Problem
Write the records below out in full, character for character, with no pictures.

Information provided
※

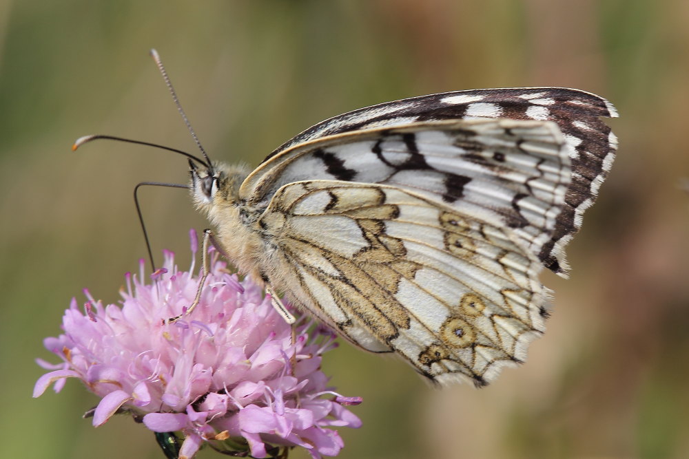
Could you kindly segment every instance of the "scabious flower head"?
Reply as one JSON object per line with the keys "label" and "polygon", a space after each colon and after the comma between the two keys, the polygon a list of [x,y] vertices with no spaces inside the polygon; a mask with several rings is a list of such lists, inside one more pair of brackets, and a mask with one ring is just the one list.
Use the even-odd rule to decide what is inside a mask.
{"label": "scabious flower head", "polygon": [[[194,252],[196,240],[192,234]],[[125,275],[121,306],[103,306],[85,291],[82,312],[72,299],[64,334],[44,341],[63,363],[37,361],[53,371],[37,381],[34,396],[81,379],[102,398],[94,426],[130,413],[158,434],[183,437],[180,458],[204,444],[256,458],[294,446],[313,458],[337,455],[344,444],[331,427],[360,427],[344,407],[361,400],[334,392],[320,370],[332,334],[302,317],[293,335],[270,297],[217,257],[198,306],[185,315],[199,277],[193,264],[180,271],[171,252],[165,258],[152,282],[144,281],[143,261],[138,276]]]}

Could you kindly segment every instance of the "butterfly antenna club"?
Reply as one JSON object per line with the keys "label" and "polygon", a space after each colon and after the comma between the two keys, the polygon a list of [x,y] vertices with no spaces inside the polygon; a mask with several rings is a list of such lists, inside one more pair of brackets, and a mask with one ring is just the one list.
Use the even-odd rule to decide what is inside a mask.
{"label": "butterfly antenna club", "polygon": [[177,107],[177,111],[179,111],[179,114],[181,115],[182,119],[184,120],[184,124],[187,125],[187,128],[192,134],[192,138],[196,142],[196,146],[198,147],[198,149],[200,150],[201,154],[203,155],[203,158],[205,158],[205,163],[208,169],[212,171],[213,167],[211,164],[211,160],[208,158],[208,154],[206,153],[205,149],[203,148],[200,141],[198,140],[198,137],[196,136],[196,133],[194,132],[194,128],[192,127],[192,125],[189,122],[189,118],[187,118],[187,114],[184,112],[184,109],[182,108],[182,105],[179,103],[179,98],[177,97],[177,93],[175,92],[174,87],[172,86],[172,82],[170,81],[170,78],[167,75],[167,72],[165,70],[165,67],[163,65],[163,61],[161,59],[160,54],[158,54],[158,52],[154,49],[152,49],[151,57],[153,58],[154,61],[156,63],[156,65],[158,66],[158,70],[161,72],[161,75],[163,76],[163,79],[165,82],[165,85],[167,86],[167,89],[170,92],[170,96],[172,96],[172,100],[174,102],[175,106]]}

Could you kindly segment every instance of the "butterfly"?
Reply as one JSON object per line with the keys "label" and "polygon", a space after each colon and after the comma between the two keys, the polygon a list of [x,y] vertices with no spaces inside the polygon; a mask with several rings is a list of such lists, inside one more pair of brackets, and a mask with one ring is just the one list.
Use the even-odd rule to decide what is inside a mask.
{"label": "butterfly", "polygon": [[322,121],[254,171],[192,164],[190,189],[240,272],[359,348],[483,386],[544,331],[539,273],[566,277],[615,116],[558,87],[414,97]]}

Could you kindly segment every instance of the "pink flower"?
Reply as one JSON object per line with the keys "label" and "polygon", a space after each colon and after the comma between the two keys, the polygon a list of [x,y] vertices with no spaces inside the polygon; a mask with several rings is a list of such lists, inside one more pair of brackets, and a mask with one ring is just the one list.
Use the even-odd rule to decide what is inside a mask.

※

Expected answer
Could you kindly segment every instance of the "scabious flower head"?
Reply as one JSON object per line with the keys "label" and "polygon", a space after each colon and after the comma between the two keys, the polygon a list of [x,y] vertices with no spaces inside the polygon; a mask with several rings is a list of such lists, inside one more pair of brackets, and a mask with one ring is just the one list.
Use the even-odd rule to decide what is inside a mask.
{"label": "scabious flower head", "polygon": [[[194,252],[196,240],[192,234]],[[125,275],[121,306],[103,306],[85,291],[82,312],[72,299],[64,334],[44,341],[63,363],[37,361],[53,371],[37,381],[34,396],[81,379],[102,398],[94,426],[130,413],[158,434],[183,437],[180,458],[204,444],[256,458],[294,446],[313,458],[337,455],[344,444],[331,427],[360,427],[344,407],[361,400],[334,392],[320,370],[332,334],[302,317],[293,335],[270,297],[217,257],[198,306],[185,315],[199,277],[193,264],[180,271],[171,252],[165,258],[152,282],[144,281],[143,261],[138,276]]]}

Could you kindly segment every instance of the "butterfly antenna club"?
Reply as one JSON object per line with the keys "label" and "polygon", a space after each colon and after the comma between the two keys, the polygon a list of [x,y] vertices with no spaces inside the polygon; a mask with several rings is a list of such lists, inside one more pair of brackets, and a mask with one ring is just the one list.
Use the even-odd rule to decide what is inside a mask.
{"label": "butterfly antenna club", "polygon": [[177,107],[177,111],[179,111],[179,114],[181,115],[182,119],[184,120],[184,124],[187,125],[187,128],[192,134],[192,138],[196,142],[196,146],[198,147],[198,149],[200,150],[201,154],[203,155],[203,158],[205,158],[205,163],[208,169],[212,171],[213,167],[211,164],[211,160],[208,158],[208,154],[206,153],[205,149],[203,148],[200,141],[198,140],[198,137],[196,136],[196,133],[194,132],[194,128],[192,127],[192,125],[189,122],[189,118],[187,118],[187,114],[184,112],[184,109],[182,108],[182,105],[179,103],[179,98],[177,97],[177,93],[175,92],[174,87],[172,86],[172,82],[170,81],[170,78],[167,75],[167,72],[165,70],[165,67],[163,65],[163,61],[161,59],[160,54],[158,54],[158,52],[154,49],[152,49],[151,57],[153,58],[154,61],[156,63],[156,65],[158,66],[158,70],[161,72],[161,75],[163,76],[163,79],[165,82],[165,85],[167,86],[167,89],[170,92],[170,96],[172,96],[172,100],[174,102],[175,106]]}

Could you kindly segment every instance of the "butterfly"?
Reply as one JSON object per line with the keys "label" and "polygon", a space after each colon and after the comma between the two keys, the polygon a list of [x,y] vertices with no spaces inside the polygon; a mask with several rings is a list of such lists, inside one more pair of brackets, and a mask with one ring is just the one list.
Use the even-odd rule to decide what is inside a mask.
{"label": "butterfly", "polygon": [[322,121],[254,171],[192,164],[190,189],[240,272],[359,348],[483,386],[544,331],[539,273],[566,277],[615,116],[558,87],[414,97]]}

Could you kindly segment every instance of the "pink flower"?
Reply as one JSON object per line with the keys "label" and "polygon", a space after each colon and after the comma between the two keys, the polygon a list of [x,y] vertices with no spaces inside the polygon; a mask with several rings is a list of such lists, inside one more pair of brackets, and a mask with one ring is just the one list.
Use the even-odd rule to decide what is inside a mask.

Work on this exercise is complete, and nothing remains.